**課題内容**
アンケート結果の発表文で「アンケート概要」の下に並ぶ項目を、内容を添えてすべて書き出してください。

──────── 確認用文章

~妊活中の方々が直面する問題点と当院の今後の取り組み~ 「妊活中のチクチク言葉に関するアンケート」結果を公表
はらメディカルクリニック(院長:宮崎 薫、東京都渋谷区千駄ヶ谷)は、妊活中の人とその周りの方々のより温かい関係づくりを目的に「妊活中のチクチク言葉に関するアンケート」を実施しました。本プレスリリースでは、アンケート結果と妊活中の方々が直面する問題点、特にパートナーとのコミュニケーションに焦点を当てた分析を報告いたします。
アンケート概要
調査方法 :インターネット調査
実施時期 :2023年8月6日~2023年8月29日
有効回答者数:不妊治療経験のある759名(女性675名、男性84名)
アンケート結果
「妊活中に他者からの言動に傷ついたことがあるか」
78.3%が「ある」と回答しました。
「誰からの言動に傷ついたか」
-友人・知人から 48.3%(268名)

────────────────
──────── 確認用データ

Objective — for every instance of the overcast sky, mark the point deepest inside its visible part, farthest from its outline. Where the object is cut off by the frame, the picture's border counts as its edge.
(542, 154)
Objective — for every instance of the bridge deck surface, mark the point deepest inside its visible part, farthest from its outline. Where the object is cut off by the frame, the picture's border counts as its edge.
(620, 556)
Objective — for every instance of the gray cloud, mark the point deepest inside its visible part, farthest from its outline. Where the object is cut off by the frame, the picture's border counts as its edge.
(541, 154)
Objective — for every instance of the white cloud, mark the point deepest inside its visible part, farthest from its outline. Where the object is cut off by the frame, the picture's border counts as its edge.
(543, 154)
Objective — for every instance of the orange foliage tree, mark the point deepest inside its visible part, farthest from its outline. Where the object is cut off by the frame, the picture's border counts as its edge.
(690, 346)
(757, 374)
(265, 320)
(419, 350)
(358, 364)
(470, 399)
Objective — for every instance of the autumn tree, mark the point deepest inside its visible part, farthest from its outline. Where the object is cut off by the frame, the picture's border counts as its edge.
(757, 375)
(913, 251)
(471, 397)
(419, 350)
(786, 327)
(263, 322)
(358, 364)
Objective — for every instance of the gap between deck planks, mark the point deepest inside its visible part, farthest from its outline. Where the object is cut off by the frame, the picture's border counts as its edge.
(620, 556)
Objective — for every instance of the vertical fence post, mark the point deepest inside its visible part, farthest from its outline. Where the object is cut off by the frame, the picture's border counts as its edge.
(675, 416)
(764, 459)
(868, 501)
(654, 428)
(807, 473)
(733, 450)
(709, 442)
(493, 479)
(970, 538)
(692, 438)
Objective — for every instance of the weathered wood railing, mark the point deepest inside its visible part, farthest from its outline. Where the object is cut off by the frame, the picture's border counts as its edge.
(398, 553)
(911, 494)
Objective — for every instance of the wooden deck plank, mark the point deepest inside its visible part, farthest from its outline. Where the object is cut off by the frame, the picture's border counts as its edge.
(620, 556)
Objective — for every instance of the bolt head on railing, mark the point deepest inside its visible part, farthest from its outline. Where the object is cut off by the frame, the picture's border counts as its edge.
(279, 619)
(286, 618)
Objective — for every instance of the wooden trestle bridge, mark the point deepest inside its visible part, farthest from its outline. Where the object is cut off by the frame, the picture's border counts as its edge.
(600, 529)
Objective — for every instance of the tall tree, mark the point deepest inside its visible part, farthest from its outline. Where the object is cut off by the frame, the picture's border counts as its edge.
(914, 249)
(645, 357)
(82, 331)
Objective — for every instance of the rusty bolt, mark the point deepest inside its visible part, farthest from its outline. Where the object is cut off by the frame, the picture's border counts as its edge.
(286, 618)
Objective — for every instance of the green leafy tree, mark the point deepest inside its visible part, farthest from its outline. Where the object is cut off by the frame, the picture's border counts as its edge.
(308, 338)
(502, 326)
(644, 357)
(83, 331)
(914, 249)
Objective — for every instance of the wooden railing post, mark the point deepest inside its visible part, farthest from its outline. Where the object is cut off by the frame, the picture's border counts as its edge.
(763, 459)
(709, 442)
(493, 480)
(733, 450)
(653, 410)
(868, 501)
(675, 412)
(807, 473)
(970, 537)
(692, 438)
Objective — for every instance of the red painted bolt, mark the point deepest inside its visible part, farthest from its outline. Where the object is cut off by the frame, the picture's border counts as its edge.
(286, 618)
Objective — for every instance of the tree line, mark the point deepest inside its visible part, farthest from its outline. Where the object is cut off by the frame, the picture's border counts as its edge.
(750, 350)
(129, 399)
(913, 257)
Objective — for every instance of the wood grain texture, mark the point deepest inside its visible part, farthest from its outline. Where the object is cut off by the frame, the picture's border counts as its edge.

────────────────

**解答**
- 調査方法:インターネット調査
- 実施時期:2023年8月6日~2023年8月29日
- 有効回答者数:不妊治療経験のある759名(女性675名、男性84名)